WORK ORDER | For every entry below, give an exact repeat and leave out the pictures.

Records excerpted from a collection
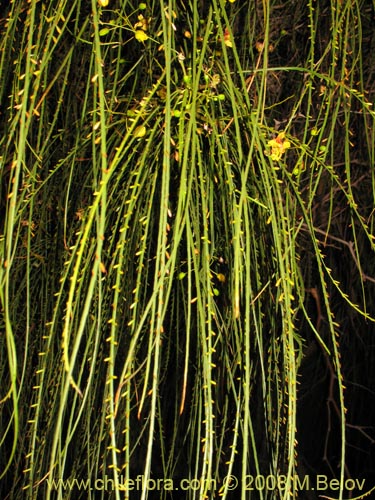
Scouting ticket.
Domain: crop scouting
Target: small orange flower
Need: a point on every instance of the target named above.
(278, 146)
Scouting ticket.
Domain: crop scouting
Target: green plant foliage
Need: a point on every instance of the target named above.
(187, 231)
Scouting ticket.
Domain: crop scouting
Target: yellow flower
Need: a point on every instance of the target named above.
(140, 35)
(278, 146)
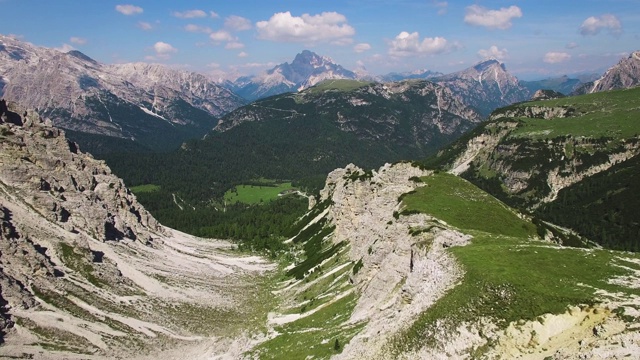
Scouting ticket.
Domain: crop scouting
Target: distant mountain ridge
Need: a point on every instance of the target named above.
(150, 105)
(625, 74)
(486, 86)
(306, 70)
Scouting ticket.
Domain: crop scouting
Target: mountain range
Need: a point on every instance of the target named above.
(149, 105)
(396, 262)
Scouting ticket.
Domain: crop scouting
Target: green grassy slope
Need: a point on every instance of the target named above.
(509, 275)
(598, 125)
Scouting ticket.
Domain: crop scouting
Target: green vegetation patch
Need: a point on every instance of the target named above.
(463, 205)
(146, 188)
(315, 335)
(611, 114)
(255, 194)
(509, 279)
(338, 84)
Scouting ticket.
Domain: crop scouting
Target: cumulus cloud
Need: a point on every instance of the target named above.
(65, 48)
(129, 9)
(571, 45)
(234, 45)
(324, 27)
(190, 14)
(237, 23)
(78, 40)
(593, 25)
(198, 29)
(164, 50)
(362, 47)
(493, 53)
(556, 57)
(145, 25)
(221, 35)
(441, 6)
(494, 19)
(406, 44)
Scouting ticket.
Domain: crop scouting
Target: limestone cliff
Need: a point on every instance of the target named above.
(86, 272)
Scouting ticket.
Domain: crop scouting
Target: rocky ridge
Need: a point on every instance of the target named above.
(126, 101)
(368, 110)
(485, 86)
(307, 69)
(624, 75)
(86, 272)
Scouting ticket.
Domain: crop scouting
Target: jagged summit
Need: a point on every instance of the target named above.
(80, 94)
(486, 85)
(86, 272)
(82, 56)
(306, 69)
(623, 75)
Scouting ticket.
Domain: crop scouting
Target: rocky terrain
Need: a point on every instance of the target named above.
(306, 69)
(414, 113)
(485, 86)
(624, 75)
(139, 102)
(86, 272)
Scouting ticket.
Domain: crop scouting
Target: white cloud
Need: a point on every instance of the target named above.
(442, 7)
(234, 45)
(65, 48)
(129, 9)
(556, 57)
(237, 23)
(190, 14)
(78, 40)
(493, 53)
(221, 35)
(593, 25)
(324, 27)
(198, 29)
(362, 47)
(406, 44)
(145, 25)
(164, 50)
(495, 19)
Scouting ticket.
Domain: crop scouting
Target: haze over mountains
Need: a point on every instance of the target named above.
(134, 107)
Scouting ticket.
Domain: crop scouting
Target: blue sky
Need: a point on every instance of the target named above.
(535, 39)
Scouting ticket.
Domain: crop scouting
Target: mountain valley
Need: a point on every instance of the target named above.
(420, 215)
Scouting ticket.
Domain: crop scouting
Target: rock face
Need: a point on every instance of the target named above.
(402, 274)
(624, 75)
(69, 187)
(370, 110)
(87, 272)
(485, 86)
(150, 104)
(546, 95)
(306, 70)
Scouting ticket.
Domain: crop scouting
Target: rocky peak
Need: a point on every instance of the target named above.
(66, 186)
(623, 75)
(546, 95)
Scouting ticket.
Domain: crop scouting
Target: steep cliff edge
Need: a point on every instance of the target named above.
(407, 263)
(86, 272)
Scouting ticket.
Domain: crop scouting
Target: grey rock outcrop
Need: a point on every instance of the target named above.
(624, 75)
(126, 101)
(69, 187)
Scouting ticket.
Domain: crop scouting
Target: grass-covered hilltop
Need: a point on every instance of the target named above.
(349, 220)
(572, 161)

ANSWER AREA |
Scouting ticket.
Domain: crop scouting
Target: small orange flower
Need: a point on every instance of the target named above.
(278, 146)
Scouting ticket.
Domain: crop scouting
Target: green plant foliage
Need: a point on every instance of the target named above.
(187, 231)
Scouting ticket.
Domain: crop scouting
Target: yellow flower
Need: a point on every instance of the target named above.
(140, 35)
(278, 146)
Scouting ticket.
Domain: crop scouting
Target: distant mountain ridge
Need: a point on every instance of the target named above.
(150, 105)
(625, 74)
(486, 86)
(306, 70)
Scouting ticket.
Domain: crop scouting
Target: mountain range
Need: a point on every instance of the target named above.
(149, 105)
(396, 262)
Scouting ticket.
Domain: crop scouting
Target: green grassy slope
Need: a point on every instance of the target named above.
(509, 275)
(598, 125)
Scouting ticket.
Domain: crop scouting
Target: green vegetation patch
Need: a point on every instance of the target named above.
(463, 205)
(146, 188)
(315, 335)
(611, 114)
(255, 194)
(509, 279)
(338, 84)
Scouting ticket.
Domain: crop scouting
Target: cumulus cloud
Need: a point on every instance of the target named above.
(65, 48)
(129, 9)
(571, 45)
(234, 45)
(324, 27)
(190, 14)
(237, 23)
(78, 40)
(593, 25)
(198, 29)
(164, 50)
(362, 47)
(493, 53)
(556, 57)
(145, 25)
(221, 35)
(441, 6)
(494, 19)
(406, 44)
Scouting ticket.
Domain: crop scouting
Target: limestone cliff
Need: a point on every instance of the target named above.
(86, 272)
Scouting ticket.
Domain: crop scouting
Target: rocky ridge
Need: a point on every instance of the target named above.
(126, 101)
(368, 110)
(485, 86)
(307, 69)
(624, 75)
(86, 272)
Scouting ticket.
Domain: crop scouting
Target: jagged summit
Need: a point on every instance of the target named above.
(80, 94)
(486, 85)
(86, 272)
(82, 56)
(306, 69)
(623, 75)
Scouting ticket.
Domain: crop scouting
Target: rocky terrain
Need: a point on every instance of the target named above.
(306, 69)
(414, 113)
(485, 86)
(624, 75)
(139, 102)
(86, 272)
Scouting ticket.
Domain: crop scouting
Target: white cloud
Need: a point on every instance of the target named above.
(442, 7)
(234, 45)
(65, 48)
(129, 9)
(556, 57)
(237, 23)
(190, 14)
(78, 40)
(493, 53)
(221, 35)
(593, 25)
(324, 27)
(198, 29)
(362, 47)
(406, 44)
(145, 25)
(164, 50)
(495, 19)
Scouting ticket.
Domain: crop scouting
Target: haze over mountains
Need: a point on every instance of the target named above.
(134, 107)
Scouting ticket.
Domain: crop scouting
Target: blue sky
Need: a point on every instance of the target named above.
(535, 39)
Scouting ticket.
Domain: crop scouting
Target: mountain valley
Need: a point on every instance of the target named above.
(420, 215)
Scouting ticket.
Domain: crop scouting
Target: rock face
Need: a point on every instance of the target named above.
(402, 274)
(624, 75)
(69, 187)
(370, 110)
(87, 272)
(485, 86)
(150, 104)
(546, 95)
(306, 70)
Scouting ticket.
Domain: crop scouting
Target: rocky peak
Need: a point on every instance of the target named above.
(66, 186)
(623, 75)
(546, 95)
Scouting ticket.
Domain: crop scouting
Target: steep cliff edge
Need: a point on every instance of the target named above.
(407, 263)
(86, 272)
Scouting ticket.
Domain: crop scouting
Target: grey rock outcrop
Need: a point on every instance of the target named above.
(624, 75)
(126, 101)
(69, 187)
Scouting ticket.
Domain: crop scouting
Target: grass-covered hilltop
Need: a point on every instance of the target named above.
(349, 220)
(572, 161)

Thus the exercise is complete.